▸ Tasks and exercises
[A] Write out the passage of the Chicago police accountability march article from "After viewing video" to "event’s Facebook page.", copying it word for word.
[B] Go on with the Chicago police accountability march article from the point where it stops.

╭─ Passage

After viewing video footage capturing the murder of George Floyd, third-year Sydney Jackson went to bed feeling horrible. The next morning, though, she woke up “galvanized.”
That was on Thursday morning. By Sunday afternoon, Jackson was one of five organizers for the Chicago Demands Police Accountability march, which garnered interest from over 500 people on the event’s Facebook page.
For Jackson, the road to 53rd Street and Lake Park Avenue, where the march officially ended, began with a social media post.
“[On] Thursday morning, I posted a Facebook status saying I’m putting a feeler out there about trying to raise funds or resources to bring to Minneapolis,” Jackson told The Maroon. “By Thursday during the middle of the day, [given] the outpouring of support I had received, [it] felt silly to collect it and take it out of the city.”
Jackson grew up in the suburb of Oak Park, which she said provided her with a wide range of contacts from many different communities that she could bring together for the protest.
“I really can just post on my Facebook, ‘protest, Sunday, 2 p.m.,’ and then hundreds of people from the suburbs show up and they all bring a case of water and a sign, and they are there to listen to the voices we have selected to amplify.”
Those voices were from the South and West Side. Jackson acknowledged that the march on Sunday was the latest installment in a long history of agitating for racial justice and police accountability. “There are people who have been trying to do the same things we did on Sunday for years, but who have lacked both fiscal and institutional resources to pull it off,” Jackson said.
The official route of the march was from the police headquarters on 35th Street and Michigan Avenue to 53rd Street and Lake Park Avenue. Jackson said that at the beginning of the march, it was her, four other organizers, and a huge group of police on opposite sides of the street.
“We were met by over 40 police officers in riot gear and a handful of National Guard, I assume—members who were in their full army fatigues,” Jackson said. Governor J.B. Pritzker activated the Illinois National Guard at Chicago Mayor Lori Lightfoot’s request last Sunday following a night of intense unrest in the Loop.
Jackson, her twin sister, and Illinois House of Representatives member LaShawn Ford approached the police and “tried to create a peaceful dialogue with them.”
“We told them nobody had come with any type of weapons or any type of violent intent of engaging with the police,” she told The Maroon.
“Before we could finish that statement, the sergeant cut us off and said, ‘I had protesters who came to me yesterday and said the same exact thing and I saw them break a police sergeant’s arm in front of my face.’ The first thing I thought was, ‘Well yeah, they’re there because they saw one of your police officers kill one of their own in front of your face,’ but you can’t feed into that.”

╰─
╭─ Data lines

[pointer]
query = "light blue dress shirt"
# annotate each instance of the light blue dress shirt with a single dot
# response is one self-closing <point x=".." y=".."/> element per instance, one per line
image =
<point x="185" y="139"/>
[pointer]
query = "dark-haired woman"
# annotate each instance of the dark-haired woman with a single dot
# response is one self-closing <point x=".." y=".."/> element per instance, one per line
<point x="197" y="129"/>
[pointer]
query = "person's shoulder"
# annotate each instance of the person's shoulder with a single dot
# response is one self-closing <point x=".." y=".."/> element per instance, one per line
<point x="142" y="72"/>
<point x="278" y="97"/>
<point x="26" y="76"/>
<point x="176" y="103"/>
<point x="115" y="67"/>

╰─
╭─ Data lines

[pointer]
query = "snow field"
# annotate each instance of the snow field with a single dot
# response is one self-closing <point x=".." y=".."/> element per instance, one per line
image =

╰─
╭─ Data lines

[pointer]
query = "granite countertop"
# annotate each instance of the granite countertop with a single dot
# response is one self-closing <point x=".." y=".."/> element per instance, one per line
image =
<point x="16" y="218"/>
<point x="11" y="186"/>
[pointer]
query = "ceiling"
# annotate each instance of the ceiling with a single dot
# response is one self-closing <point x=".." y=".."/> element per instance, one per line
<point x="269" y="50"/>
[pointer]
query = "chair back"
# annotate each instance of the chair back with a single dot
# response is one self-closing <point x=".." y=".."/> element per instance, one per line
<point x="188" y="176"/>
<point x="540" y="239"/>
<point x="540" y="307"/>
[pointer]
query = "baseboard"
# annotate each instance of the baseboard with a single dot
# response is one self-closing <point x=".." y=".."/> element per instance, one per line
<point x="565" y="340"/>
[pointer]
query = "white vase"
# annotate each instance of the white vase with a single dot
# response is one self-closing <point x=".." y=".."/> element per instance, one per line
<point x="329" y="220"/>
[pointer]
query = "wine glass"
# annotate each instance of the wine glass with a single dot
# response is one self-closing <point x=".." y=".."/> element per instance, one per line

╰─

▸ The responses
[A]
After viewing video footage capturing the murder of George Floyd, third-year Sydney Jackson went to bed feeling horrible. The next morning, though, she woke up “galvanized.”
That was on Thursday morning. By Sunday afternoon, Jackson was one of five organizers for the Chicago Demands Police Accountability march, which garnered interest from over 500 people on the event’s Facebook page.

[B]
Throughout the official march, police and protesters kept their distance. “CTA bus drivers started using their buses to barricade the streets for us,” Jackson said. “We would stop every time we got to an instance of looting and made sure we walked around all of it, so that none of our protesters were affiliated with the looting.”
“The next time I even came within close proximity of the police in large numbers was when our march got derailed on 53rd, and there were riot police stationed in front of a Target that had been previously looted, and a number of other officers. But no interaction with them,” she said.
It wasn’t until after the march had been officially called off that there was any kind of a standoff between police and protesters, Jackson said. After a moment of silence for George Floyd, Breonna Taylor, and other victims of police brutality, the march ended around 5 p.m.
Police in riot gear then began to hem in dispersing protesters and make arrests as the 9 p.m. curfew approached, with protesters forming a line up against a wall of police at 53rd Street and Lake Park Avenue. Multiple protesters reported beatings and arrests on Twitter.
For Jackson, Sunday’s action was an imperfect beginning to a much longer fight.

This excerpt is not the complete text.